• [TASK INSTRUCTIONS]: Using the data below, find how many lines include the word "metal" and report that figure alone.

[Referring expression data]
-=-=-=-=-
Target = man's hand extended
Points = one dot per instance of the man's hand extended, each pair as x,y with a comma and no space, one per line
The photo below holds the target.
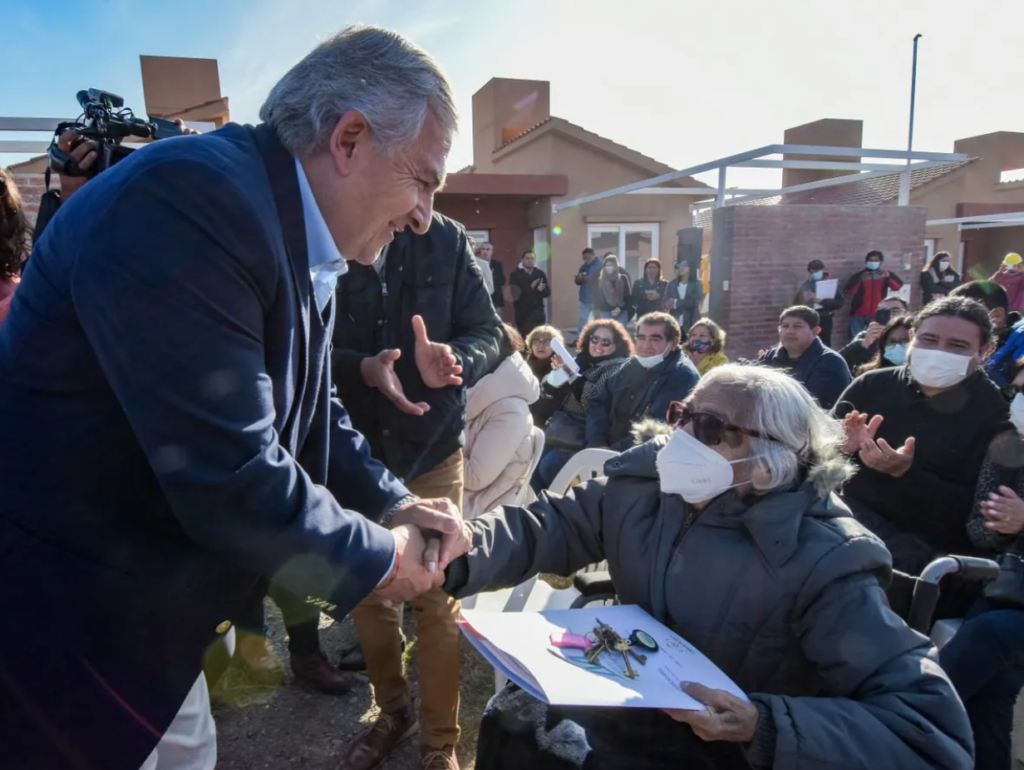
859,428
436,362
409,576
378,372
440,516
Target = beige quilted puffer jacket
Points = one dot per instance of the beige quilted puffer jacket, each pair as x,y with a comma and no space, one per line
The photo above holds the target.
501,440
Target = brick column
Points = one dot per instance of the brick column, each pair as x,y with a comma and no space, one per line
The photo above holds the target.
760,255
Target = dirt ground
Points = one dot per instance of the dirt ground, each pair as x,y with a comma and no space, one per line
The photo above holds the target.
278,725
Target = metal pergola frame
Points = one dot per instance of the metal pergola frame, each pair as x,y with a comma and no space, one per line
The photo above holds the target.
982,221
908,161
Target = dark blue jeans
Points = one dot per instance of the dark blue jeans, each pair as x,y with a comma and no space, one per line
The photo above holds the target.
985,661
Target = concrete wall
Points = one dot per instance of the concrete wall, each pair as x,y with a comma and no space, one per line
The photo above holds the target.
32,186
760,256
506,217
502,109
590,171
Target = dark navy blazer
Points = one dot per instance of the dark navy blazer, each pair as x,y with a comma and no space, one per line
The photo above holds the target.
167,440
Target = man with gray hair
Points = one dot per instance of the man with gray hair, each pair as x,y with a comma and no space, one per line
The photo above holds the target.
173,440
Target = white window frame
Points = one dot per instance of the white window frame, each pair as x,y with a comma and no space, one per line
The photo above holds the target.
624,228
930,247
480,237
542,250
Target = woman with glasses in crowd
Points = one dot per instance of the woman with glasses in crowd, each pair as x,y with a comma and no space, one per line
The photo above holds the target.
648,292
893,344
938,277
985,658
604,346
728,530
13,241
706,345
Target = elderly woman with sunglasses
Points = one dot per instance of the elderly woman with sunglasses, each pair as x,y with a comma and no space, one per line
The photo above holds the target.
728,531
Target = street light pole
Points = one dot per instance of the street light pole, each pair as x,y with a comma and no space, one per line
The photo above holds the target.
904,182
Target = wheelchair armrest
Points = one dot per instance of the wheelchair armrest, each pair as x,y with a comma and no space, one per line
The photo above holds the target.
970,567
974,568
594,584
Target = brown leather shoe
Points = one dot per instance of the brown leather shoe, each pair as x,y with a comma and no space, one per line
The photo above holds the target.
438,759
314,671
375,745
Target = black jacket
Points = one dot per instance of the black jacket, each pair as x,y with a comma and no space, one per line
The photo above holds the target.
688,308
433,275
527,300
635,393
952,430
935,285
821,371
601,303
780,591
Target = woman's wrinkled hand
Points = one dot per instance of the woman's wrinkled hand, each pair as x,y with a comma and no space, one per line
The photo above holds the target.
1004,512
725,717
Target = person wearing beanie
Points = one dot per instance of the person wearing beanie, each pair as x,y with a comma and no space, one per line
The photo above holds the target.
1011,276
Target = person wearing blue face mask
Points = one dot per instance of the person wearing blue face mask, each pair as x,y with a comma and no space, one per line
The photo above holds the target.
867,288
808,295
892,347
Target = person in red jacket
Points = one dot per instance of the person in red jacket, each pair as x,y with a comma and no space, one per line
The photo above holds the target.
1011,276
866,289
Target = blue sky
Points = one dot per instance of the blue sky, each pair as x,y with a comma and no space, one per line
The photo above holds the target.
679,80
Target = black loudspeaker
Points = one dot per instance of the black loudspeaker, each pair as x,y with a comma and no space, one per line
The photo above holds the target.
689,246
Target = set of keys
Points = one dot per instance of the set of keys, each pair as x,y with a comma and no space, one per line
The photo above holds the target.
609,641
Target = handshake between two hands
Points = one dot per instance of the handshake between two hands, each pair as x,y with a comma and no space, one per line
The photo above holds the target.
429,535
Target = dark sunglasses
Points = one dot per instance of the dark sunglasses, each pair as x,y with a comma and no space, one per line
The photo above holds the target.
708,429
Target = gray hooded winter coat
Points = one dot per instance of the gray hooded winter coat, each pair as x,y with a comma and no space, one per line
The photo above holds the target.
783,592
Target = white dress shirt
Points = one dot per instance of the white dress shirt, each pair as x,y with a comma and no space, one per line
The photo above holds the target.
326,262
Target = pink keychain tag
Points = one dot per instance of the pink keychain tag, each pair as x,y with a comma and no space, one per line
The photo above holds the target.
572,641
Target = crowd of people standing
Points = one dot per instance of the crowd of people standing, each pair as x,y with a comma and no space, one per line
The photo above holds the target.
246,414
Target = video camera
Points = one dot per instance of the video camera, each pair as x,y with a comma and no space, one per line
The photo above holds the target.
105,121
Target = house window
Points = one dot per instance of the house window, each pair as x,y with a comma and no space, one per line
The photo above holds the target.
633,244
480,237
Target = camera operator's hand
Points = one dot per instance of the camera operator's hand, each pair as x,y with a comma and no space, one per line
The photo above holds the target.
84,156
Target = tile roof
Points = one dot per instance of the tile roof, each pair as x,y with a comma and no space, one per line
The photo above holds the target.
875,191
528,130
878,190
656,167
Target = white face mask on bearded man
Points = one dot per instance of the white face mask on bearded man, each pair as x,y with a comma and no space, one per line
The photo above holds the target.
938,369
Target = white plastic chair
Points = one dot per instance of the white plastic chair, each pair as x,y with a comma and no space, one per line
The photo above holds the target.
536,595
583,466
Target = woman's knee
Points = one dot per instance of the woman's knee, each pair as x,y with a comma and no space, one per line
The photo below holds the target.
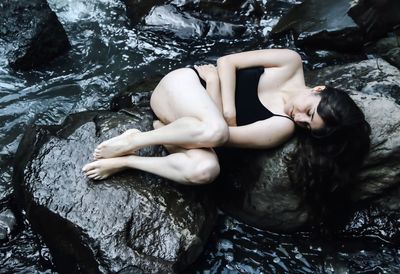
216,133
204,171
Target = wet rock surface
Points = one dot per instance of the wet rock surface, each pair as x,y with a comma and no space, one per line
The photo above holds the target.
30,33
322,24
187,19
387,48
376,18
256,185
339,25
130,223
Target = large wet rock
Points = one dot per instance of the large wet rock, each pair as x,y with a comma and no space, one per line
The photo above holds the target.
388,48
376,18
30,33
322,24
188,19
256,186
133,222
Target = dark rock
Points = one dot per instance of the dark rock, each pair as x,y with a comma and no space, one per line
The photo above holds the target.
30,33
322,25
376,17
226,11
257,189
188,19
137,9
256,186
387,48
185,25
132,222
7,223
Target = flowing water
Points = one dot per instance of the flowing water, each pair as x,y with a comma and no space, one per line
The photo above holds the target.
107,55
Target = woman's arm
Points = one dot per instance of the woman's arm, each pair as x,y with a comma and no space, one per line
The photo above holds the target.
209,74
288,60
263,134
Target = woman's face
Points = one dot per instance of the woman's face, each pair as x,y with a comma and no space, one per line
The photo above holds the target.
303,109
-=-=-=-=-
• [ANSWER BOX]: 2